◆ **Given task 1**
Present every one of the dataset rows as a numbered list, dropping any blank lines.

◆ **Selection**
☆ ☆ ☆ ☆
Amid the media clamor about outsourcing and downsizing, offshoring, and the “jobless recovery” lurks an ugly little reality that all sides are either blind to or too afraid to point out: the reason American companies aren’t hiring anyone anymore is because they don’t want to. That’s not an arbitrary judgement, rather it boils down to a basic flaw in the free market system. A system predicated on the bottom line views human beings and their aspirations, desires, and needs as merely secondary effects. Humans may or may not drive particular markets at particular times, but that’s neither here nor there as far as the corporation is concerned. People cost money to employ, and if the company can avoid hiring them, it will. It’s not personal – it’s not even humane – it’s just business. And business, as we all know, isn’t charity.
☆ ☆ ☆ ☆
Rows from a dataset
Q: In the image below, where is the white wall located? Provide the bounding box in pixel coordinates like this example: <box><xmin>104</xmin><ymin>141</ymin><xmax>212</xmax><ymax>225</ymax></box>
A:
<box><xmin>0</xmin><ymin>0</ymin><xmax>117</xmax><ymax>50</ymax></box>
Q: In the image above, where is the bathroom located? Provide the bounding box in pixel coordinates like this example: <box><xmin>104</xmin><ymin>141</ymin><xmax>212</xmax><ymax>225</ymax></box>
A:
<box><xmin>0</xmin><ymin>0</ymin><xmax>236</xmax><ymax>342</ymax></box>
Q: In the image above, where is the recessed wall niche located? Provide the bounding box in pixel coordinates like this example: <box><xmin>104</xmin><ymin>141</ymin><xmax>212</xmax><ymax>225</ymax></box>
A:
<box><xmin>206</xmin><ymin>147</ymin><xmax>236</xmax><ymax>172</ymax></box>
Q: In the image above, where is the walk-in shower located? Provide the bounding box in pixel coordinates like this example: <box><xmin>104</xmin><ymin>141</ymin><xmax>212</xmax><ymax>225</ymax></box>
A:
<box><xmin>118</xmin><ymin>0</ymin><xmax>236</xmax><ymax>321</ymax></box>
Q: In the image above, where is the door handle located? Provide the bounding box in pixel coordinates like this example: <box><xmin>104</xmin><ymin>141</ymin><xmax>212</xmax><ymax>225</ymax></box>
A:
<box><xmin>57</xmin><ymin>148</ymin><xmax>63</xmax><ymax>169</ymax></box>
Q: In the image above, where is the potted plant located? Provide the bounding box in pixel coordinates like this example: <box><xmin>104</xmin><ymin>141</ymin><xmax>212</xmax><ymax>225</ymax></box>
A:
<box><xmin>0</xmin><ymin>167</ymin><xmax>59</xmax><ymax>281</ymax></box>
☆ ☆ ☆ ☆
◆ **Given task 2**
Carry the essay on why companies aren't hiring forward from where it stops.

◆ **Exercise result 1**
1. Q: In the image below, where is the white wall located? Provide the bounding box in pixel coordinates like this example: <box><xmin>104</xmin><ymin>141</ymin><xmax>212</xmax><ymax>225</ymax></box>
2. A:
3. <box><xmin>0</xmin><ymin>0</ymin><xmax>117</xmax><ymax>50</ymax></box>
4. Q: In the image above, where is the bathroom located? Provide the bounding box in pixel coordinates like this example: <box><xmin>104</xmin><ymin>141</ymin><xmax>212</xmax><ymax>225</ymax></box>
5. A:
6. <box><xmin>0</xmin><ymin>0</ymin><xmax>236</xmax><ymax>342</ymax></box>
7. Q: In the image above, where is the recessed wall niche located? Provide the bounding box in pixel coordinates like this example: <box><xmin>104</xmin><ymin>141</ymin><xmax>212</xmax><ymax>225</ymax></box>
8. A:
9. <box><xmin>206</xmin><ymin>147</ymin><xmax>236</xmax><ymax>172</ymax></box>
10. Q: In the image above, where is the walk-in shower located? Provide the bounding box in pixel coordinates like this example: <box><xmin>104</xmin><ymin>141</ymin><xmax>212</xmax><ymax>225</ymax></box>
11. A:
12. <box><xmin>118</xmin><ymin>0</ymin><xmax>236</xmax><ymax>321</ymax></box>
13. Q: In the image above, where is the door handle located? Provide the bounding box in pixel coordinates like this example: <box><xmin>104</xmin><ymin>141</ymin><xmax>212</xmax><ymax>225</ymax></box>
14. A:
15. <box><xmin>57</xmin><ymin>148</ymin><xmax>63</xmax><ymax>169</ymax></box>
16. Q: In the image above, where is the potted plant located? Provide the bounding box in pixel coordinates like this example: <box><xmin>104</xmin><ymin>141</ymin><xmax>212</xmax><ymax>225</ymax></box>
17. A:
18. <box><xmin>0</xmin><ymin>167</ymin><xmax>59</xmax><ymax>281</ymax></box>

◆ **Exercise result 2**
Under laissez faire capitalism, businesses have no responsibility whatsoever to actually employ people or better their lives. It’s often argued that they accidentally will, since they always accidentally have. But when they no longer have to, through automation or outsourcing or increased efficiency or whatever, they won’t. Businesses are, essentially, immune to social ethics. We rely on them to be the engines that drive our economies but ask nothing in return in terms of safety or reliability. We’ve built a fine, powerful car, but omitted the steering wheel and the brakes, not to mention the doors, seats and safety belts.
Market amorality is nothing new, of course. Marx recognized it, as did Jesus. The “jobless recovery” therefore should surprise no one – when, that is, the market is looked at from the perspective of social justice.
Our blindness from that angle stems as much from our adherence to tradition and the influence of Madison Avenue or our economics professors at college or that it’s hard to see what’s going on from inside the system as anything else. Like other cultural norms it takes on the form of a religion after awhile: the market is “self-correcting,” ever-wise, democratic. Even democracy is not inherently moral, though it seems inherently fair. Democracy is subject to the tyranny of the majority, which is why we have the Bill of Rights: it protects us from the unfettered market of The People.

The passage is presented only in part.